Task objective – Each line below has to be set down again exactly.

[Stored data entries]
■ ■ ■ ■ ■ ■ ■

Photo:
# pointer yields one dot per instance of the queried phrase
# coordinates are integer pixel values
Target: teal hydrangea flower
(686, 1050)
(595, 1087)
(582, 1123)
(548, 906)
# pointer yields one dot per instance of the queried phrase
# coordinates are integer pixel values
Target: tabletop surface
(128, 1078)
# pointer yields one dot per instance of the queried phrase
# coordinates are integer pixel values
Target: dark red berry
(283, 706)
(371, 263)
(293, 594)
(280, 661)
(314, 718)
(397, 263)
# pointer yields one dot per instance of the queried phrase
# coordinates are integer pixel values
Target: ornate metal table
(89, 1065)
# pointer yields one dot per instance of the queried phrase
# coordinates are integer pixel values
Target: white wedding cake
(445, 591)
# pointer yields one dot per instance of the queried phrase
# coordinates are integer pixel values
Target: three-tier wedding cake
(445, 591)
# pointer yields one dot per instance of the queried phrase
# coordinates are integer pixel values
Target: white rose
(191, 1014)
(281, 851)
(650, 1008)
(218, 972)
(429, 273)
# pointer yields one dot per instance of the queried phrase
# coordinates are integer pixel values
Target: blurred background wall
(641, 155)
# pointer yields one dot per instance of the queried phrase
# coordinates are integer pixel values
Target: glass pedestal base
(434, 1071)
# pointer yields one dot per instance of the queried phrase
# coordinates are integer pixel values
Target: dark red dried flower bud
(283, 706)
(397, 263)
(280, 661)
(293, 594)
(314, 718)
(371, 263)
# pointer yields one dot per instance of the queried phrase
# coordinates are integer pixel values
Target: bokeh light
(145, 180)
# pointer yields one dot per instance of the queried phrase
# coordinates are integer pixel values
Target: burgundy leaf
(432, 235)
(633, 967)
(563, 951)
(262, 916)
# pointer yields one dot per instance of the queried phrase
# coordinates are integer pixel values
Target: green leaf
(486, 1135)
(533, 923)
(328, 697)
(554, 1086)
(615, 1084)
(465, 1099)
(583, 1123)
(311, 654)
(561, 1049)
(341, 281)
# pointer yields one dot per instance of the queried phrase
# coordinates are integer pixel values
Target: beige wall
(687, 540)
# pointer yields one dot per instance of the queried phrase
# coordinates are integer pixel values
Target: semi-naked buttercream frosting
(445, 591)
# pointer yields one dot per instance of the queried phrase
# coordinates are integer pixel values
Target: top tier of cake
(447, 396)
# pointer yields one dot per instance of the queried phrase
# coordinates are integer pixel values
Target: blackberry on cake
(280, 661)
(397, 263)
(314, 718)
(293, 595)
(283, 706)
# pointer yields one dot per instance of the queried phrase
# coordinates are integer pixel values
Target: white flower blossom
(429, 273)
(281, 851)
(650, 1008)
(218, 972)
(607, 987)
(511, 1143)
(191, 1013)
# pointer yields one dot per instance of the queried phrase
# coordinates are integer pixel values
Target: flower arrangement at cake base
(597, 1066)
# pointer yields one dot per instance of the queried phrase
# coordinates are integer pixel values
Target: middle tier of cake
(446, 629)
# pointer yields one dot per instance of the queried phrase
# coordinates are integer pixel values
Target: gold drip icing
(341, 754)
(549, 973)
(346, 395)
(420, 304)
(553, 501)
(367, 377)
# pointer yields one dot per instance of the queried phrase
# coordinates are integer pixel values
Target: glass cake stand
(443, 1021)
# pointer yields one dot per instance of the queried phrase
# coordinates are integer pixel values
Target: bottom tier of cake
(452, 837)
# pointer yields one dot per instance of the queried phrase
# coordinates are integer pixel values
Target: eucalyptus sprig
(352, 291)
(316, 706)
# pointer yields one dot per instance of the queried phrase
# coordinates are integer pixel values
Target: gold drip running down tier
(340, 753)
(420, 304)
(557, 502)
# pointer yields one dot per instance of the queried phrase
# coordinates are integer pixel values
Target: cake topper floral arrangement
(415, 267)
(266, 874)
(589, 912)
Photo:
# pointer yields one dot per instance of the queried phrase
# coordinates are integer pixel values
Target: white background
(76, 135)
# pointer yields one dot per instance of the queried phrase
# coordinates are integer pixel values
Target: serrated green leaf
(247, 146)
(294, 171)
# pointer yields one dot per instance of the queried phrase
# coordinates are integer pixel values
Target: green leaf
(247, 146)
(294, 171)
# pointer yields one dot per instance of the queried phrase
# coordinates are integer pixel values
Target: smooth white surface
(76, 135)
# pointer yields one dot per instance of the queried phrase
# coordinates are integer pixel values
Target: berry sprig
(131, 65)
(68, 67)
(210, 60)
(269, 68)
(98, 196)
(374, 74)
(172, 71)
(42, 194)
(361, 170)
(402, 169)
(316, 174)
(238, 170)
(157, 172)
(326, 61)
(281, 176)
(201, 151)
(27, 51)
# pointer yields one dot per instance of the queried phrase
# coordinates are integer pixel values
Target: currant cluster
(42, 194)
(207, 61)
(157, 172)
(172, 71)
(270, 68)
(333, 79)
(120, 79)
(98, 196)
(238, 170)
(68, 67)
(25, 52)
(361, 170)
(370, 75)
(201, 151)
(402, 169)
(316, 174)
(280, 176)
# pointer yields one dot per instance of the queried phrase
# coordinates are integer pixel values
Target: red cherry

■ ■ ■ ■ ■ ■ ■

Solution for this exercise –
Photo:
# pointer yields one dot per instance of the queried phrase
# coordinates are integer pixel values
Target: teal hydrangea flower
(686, 1050)
(595, 1087)
(582, 1123)
(548, 906)
# pointer yields one dot per instance of the queried phrase
# coordinates are integer pixel values
Target: tabletop surface
(128, 1078)
# pointer yields one dot per instance of the queried phrase
# coordinates are integer pixel values
Target: dark red berry
(283, 706)
(371, 263)
(293, 594)
(280, 661)
(314, 718)
(397, 263)
# pointer yields one dot per instance of the queried phrase
# coordinates are integer pixel values
Target: ornate metal table
(89, 1065)
# pointer yields one dot per instance of the queried phrase
# coordinates are integer pixel values
Target: white wedding cake
(445, 591)
# pointer yields one dot per instance of the queried phrase
# coordinates are integer pixel values
Target: three-tier wedding cake
(445, 591)
# pointer yields one dot per instance of the queried phrase
# coordinates are integer pixel values
Target: white rose
(191, 1014)
(281, 851)
(650, 1008)
(218, 972)
(429, 273)
# pointer yields one dot per instance of the queried phrase
# coordinates are integer pixel values
Target: blurred background wall
(641, 155)
# pointer yields one dot per instance of the queried phrase
# coordinates are integer pixel values
Target: glass pedestal base
(434, 1071)
# pointer yields one dot per instance of the queried phrase
# coordinates are integer pixel values
Target: dark red dried flower bud
(283, 706)
(397, 263)
(280, 661)
(293, 594)
(314, 718)
(371, 263)
# pointer yields one dot per instance of the queried phrase
# coordinates are integer pixel values
Target: bokeh light
(145, 180)
# pointer yields one dot per instance of the queried phrase
# coordinates are integer pixel values
Target: burgundy leaf
(432, 235)
(633, 967)
(563, 951)
(262, 916)
# pointer yields one dot per instance of the queried phrase
# coordinates are integer pixel values
Target: green leaf
(486, 1135)
(533, 923)
(328, 697)
(554, 1086)
(615, 1084)
(465, 1099)
(583, 1123)
(311, 654)
(561, 1049)
(341, 281)
# pointer yields one dot per instance of the queried phrase
# coordinates are integer pixel values
Target: beige wall
(687, 540)
# pointer yields one dot per instance of the queried phrase
# coordinates are integer pixel values
Target: semi-naked buttercream frosting
(445, 591)
# pointer yields one dot per instance of the queried phrase
# coordinates are integer pixel values
Target: top tier of cake
(447, 396)
# pointer yields one dot per instance of the queried phrase
# coordinates are integer pixel values
Target: blackberry on cake
(280, 661)
(397, 263)
(314, 718)
(293, 595)
(283, 706)
# pointer yields one dot per instance of the queried phrase
# coordinates are integer pixel values
Target: white flower blossom
(429, 273)
(281, 851)
(650, 1008)
(218, 972)
(607, 987)
(511, 1143)
(191, 1013)
# pointer yields one dot per instance of the queried phrase
# coordinates are integer pixel values
Target: flower arrangement at cake base
(597, 1066)
# pointer yields one dot per instance of the queried phrase
# coordinates are integer pixel values
Target: middle tier of cake
(446, 629)
# pointer yields one dot per instance of the queried phrase
# coordinates are integer pixel values
Target: gold drip icing
(341, 754)
(549, 973)
(346, 395)
(420, 304)
(553, 501)
(367, 377)
# pointer yields one dot per instance of the queried phrase
# coordinates are integer pixel values
Target: glass cake stand
(443, 1021)
# pointer yields one dot per instance of the queried phrase
# coordinates are integer pixel values
Target: bottom tier of cake
(452, 837)
# pointer yields one dot per instance of the queried phrase
# coordinates are integer pixel values
Target: eucalyptus sprig
(352, 291)
(316, 706)
# pointer yields one dot per instance of the queried phrase
# coordinates are integer pixel values
Target: gold drip running down tier
(340, 753)
(420, 304)
(557, 502)
# pointer yields one dot per instance of the queried phrase
# coordinates are integer pixel values
Target: cake topper floral arrangement
(415, 267)
(266, 874)
(589, 912)
Photo:
# pointer yields one dot per instance of the queried phrase
# coordinates are integer pixel values
Target: white background
(76, 135)
# pointer yields one dot per instance of the queried phrase
# coordinates are integer pixel values
Target: serrated green leaf
(247, 146)
(294, 171)
# pointer yields one dot per instance of the queried phrase
# coordinates are integer pixel values
Target: green leaf
(247, 146)
(294, 171)
# pointer yields one dot per instance of the queried phrase
# coordinates are integer pixel values
Target: smooth white surface
(76, 135)
# pointer yields one dot per instance of the queried phrase
# coordinates are integer pixel values
Target: berry sprig
(131, 65)
(68, 67)
(210, 60)
(269, 68)
(98, 196)
(374, 74)
(172, 71)
(42, 194)
(361, 170)
(402, 169)
(316, 174)
(238, 170)
(157, 172)
(326, 61)
(281, 176)
(201, 151)
(27, 51)
# pointer yields one dot per instance of the queried phrase
# coordinates are integer pixel values
Target: currant cluster
(42, 194)
(207, 61)
(157, 172)
(172, 71)
(270, 68)
(333, 79)
(120, 79)
(98, 196)
(238, 170)
(68, 67)
(25, 52)
(361, 170)
(370, 75)
(201, 151)
(402, 169)
(316, 174)
(280, 176)
# pointer yields one dot per instance of the queried phrase
# coordinates are integer pixel values
Target: red cherry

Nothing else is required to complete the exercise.